Texte fourni
================================

Et ses piliers sont, pour reprendre la devise de la
Franc-Maçonnerie, la Force, la Sagesse et la
Beauté…
Notre Temple, qu’il s’agisse de sa
réalisation matérielle telle que vous la voyez,
ou de sa réalisation idéale, est aussi une
incarnation cosmogonique de l’univers. Comme le rappelle
Bruno Etienne, la Loge maçonnique est « effectivement
un mandala puisqu’elle est une représentation du
cosmos manifesté par la voûte
étoilée et le tapis de loge ».
Un mandala, c’est-à-dire,
comme dans le brahmanisme et le bouddhisme, une
représentation géométrique et
symbolique de l’Univers.
Lors des tenues, le Temple représente l’univers.
C’est bien pour cela qu’il s’agit
d’un lieu orienté (c’est
de l’Orient que vient la Lumière) et
d’un lieu ordonné.
« Sa longueur va de l’Occident
à l’Orient, sa largeur du Septentrion au Midi, sa
hauteur, du Nadir au Zénith ». Et
c’est pour ne pas détruire cette
représentation, qu’il s’agit toujours
d’un lieu couvert et clos. D’ailleurs,
l’entrée et la sortie ne sont pas du tout libres,
mais obéissent à un rituel bien
précis. Un Frère arrivé en retard (et
qui n’a, de ce fait, pas participé à
l’ouverture des travaux) doit montrer symboliquement son
intégration à la Loge en exécutant des
mouvements tout à fait codifiés. Le Temple est un
univers allégorique, et c’est un univers
spirituel, d’où les métaux
(c’est-à-dire, toutes les aspirations
matérielles du monde profane) sont proscrits. Autrefois, ce
n’est pas seulement pendant l’initiation, mais
à chaque tenue que l’on devait laisser au parvis
ses affaires personnelles, montres, clés, argent, etc., en
même temps que sa situation profane (professionnelle et
financière, notamment).

================================

Données
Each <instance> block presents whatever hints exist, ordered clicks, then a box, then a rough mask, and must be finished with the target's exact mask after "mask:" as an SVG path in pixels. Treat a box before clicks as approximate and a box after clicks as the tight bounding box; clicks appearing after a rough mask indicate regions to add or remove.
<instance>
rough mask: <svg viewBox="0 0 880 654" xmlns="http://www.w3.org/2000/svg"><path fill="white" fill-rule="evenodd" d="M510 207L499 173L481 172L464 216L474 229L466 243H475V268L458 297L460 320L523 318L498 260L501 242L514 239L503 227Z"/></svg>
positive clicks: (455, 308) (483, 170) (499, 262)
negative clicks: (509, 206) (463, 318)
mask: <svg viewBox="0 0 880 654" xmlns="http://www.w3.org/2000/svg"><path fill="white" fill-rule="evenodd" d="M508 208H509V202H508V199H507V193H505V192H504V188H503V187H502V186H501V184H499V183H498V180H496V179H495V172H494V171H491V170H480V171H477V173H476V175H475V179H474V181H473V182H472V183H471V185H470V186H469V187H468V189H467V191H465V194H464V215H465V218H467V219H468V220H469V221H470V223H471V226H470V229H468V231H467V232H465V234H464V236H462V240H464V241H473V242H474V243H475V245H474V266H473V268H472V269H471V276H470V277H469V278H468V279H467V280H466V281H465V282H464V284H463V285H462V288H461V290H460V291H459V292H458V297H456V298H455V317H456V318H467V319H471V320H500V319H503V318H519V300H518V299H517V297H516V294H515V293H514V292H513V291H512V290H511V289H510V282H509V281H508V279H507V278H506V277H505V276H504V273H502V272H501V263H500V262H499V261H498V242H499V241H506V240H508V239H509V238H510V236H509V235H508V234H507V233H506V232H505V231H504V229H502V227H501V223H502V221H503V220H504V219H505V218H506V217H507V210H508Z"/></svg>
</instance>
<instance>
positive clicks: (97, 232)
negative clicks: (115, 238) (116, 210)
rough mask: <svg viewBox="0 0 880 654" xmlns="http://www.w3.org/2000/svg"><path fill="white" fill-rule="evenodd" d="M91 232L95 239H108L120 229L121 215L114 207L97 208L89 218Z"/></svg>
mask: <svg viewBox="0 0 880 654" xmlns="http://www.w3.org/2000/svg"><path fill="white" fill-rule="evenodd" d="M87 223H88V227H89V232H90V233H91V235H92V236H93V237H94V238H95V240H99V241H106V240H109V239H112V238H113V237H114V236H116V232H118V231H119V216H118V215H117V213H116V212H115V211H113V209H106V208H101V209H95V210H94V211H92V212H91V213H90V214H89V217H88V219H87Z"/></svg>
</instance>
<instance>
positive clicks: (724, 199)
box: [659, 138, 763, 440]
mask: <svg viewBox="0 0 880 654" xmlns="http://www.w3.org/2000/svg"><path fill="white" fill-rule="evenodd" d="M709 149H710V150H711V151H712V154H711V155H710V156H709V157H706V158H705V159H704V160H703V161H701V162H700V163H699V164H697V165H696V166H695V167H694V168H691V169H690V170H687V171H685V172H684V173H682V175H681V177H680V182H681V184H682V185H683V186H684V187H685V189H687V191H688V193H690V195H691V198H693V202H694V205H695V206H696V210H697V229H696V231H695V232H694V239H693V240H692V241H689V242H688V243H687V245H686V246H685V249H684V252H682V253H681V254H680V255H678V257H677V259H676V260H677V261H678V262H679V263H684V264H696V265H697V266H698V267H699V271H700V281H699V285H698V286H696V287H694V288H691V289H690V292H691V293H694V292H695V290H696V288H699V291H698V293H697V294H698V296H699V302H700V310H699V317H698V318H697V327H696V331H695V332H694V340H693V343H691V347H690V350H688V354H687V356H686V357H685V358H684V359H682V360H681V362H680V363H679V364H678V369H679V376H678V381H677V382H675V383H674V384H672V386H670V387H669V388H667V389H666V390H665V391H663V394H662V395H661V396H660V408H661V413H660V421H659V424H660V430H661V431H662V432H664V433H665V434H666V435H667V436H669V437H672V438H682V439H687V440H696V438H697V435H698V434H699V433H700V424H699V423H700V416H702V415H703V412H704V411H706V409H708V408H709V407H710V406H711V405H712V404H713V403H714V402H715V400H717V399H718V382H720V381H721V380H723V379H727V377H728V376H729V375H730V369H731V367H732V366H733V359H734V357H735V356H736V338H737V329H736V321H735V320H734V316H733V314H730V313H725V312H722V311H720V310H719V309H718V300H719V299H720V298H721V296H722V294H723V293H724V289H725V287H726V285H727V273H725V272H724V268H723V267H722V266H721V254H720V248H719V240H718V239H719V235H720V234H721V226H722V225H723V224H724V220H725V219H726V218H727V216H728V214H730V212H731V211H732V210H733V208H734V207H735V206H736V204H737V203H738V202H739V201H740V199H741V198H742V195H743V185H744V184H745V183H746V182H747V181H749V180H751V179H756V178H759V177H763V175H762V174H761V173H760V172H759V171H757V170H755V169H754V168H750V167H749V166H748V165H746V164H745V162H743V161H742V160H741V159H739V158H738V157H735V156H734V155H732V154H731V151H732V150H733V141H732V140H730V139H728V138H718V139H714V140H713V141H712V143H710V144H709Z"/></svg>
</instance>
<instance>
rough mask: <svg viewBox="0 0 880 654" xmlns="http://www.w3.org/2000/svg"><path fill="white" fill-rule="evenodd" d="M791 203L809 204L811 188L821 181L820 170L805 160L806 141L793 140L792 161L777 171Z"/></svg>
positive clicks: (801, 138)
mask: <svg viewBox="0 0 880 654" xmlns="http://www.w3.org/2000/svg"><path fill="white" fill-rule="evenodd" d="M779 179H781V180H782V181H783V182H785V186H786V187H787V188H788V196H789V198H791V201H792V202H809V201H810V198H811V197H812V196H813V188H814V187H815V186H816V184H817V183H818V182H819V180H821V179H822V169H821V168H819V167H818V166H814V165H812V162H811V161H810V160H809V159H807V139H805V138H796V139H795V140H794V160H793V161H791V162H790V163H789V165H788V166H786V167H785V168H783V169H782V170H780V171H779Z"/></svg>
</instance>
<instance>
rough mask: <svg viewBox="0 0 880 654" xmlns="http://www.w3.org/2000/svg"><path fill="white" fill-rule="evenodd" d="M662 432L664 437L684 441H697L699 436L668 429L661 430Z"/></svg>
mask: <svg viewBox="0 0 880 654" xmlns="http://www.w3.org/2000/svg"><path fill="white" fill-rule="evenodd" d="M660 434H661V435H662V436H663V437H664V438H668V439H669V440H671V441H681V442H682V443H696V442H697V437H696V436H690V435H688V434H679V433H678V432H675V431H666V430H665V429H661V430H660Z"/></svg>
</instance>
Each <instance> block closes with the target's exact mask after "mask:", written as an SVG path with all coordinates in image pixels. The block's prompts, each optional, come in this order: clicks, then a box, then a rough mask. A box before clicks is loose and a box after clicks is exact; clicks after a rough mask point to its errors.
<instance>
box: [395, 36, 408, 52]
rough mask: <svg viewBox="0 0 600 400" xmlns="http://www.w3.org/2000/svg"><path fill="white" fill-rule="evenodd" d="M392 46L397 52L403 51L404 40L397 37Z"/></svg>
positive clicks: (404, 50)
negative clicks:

================================

Tâche 1
Dans le texte sur le Temple maçonnique, reprenez la partie qui commence par les mots contenant « Lors des tenues, le » et se termine par « d’un lieu ordonné. », en substituant « Clarté » à « Lumière ».
Tâche 2
D'après le texte sur le Temple maçonnique, quels sont les piliers cités selon la devise de la Franc-Maçonnerie ?

Résultat 1
Lors des tenues, le Temple représente l’univers.
C’est bien pour cela qu’il s’agit
d’un lieu orienté (c’est
de l’Orient que vient la Clarté) et
d’un lieu ordonné.

Résultat 2
La Force, la Sagesse et la Beauté.